▸ **Task material**:
• • • •
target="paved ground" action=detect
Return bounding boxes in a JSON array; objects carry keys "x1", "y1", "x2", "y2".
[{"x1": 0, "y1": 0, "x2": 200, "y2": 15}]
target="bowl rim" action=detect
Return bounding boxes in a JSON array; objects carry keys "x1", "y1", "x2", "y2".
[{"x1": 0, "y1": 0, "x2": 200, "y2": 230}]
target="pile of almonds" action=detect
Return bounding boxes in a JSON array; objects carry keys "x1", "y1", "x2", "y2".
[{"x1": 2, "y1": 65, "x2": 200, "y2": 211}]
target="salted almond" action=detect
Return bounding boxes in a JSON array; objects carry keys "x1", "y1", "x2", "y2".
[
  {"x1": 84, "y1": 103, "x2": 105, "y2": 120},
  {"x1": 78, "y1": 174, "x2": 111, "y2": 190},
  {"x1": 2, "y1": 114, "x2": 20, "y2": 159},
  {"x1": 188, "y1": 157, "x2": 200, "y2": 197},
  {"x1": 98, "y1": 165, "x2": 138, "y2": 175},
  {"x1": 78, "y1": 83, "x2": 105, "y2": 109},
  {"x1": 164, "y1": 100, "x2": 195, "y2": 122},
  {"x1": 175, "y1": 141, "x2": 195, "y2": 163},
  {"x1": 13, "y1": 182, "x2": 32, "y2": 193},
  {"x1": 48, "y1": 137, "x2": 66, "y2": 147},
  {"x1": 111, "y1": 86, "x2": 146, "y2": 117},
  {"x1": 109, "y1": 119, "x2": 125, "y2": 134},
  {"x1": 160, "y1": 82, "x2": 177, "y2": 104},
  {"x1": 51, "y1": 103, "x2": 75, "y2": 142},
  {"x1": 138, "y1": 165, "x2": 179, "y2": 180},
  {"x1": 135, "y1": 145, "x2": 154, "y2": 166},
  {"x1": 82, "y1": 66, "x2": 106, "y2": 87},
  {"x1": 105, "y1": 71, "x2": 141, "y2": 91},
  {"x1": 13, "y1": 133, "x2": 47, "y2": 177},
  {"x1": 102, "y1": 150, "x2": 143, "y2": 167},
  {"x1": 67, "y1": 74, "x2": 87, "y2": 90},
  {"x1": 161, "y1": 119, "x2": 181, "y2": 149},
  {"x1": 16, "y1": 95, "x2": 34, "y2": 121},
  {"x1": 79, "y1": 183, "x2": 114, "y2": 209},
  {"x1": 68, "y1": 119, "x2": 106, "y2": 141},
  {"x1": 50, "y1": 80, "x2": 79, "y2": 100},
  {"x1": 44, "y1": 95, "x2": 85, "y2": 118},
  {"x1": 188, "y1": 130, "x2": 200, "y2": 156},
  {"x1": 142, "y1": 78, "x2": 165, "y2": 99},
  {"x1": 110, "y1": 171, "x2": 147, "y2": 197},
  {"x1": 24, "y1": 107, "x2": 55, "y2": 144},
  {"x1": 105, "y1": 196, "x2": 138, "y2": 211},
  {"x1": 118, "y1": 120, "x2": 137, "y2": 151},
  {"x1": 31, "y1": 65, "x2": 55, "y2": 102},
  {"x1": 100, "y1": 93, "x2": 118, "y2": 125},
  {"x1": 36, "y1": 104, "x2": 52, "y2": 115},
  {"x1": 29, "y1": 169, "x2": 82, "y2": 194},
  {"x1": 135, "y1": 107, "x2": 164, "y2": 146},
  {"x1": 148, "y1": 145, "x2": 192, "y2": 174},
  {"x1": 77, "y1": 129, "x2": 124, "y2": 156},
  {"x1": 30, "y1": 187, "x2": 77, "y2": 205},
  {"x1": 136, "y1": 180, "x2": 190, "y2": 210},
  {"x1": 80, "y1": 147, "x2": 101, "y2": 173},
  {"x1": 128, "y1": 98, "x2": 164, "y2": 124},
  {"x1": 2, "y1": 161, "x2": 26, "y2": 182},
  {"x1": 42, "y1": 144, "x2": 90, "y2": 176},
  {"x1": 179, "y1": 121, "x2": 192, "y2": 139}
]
• • • •
Using the material above, return each line in which the word "action" occurs.

▸ **Solution to this task**:
target="paved ground" action=detect
target="bowl rim" action=detect
target="pile of almonds" action=detect
target="salted almond" action=detect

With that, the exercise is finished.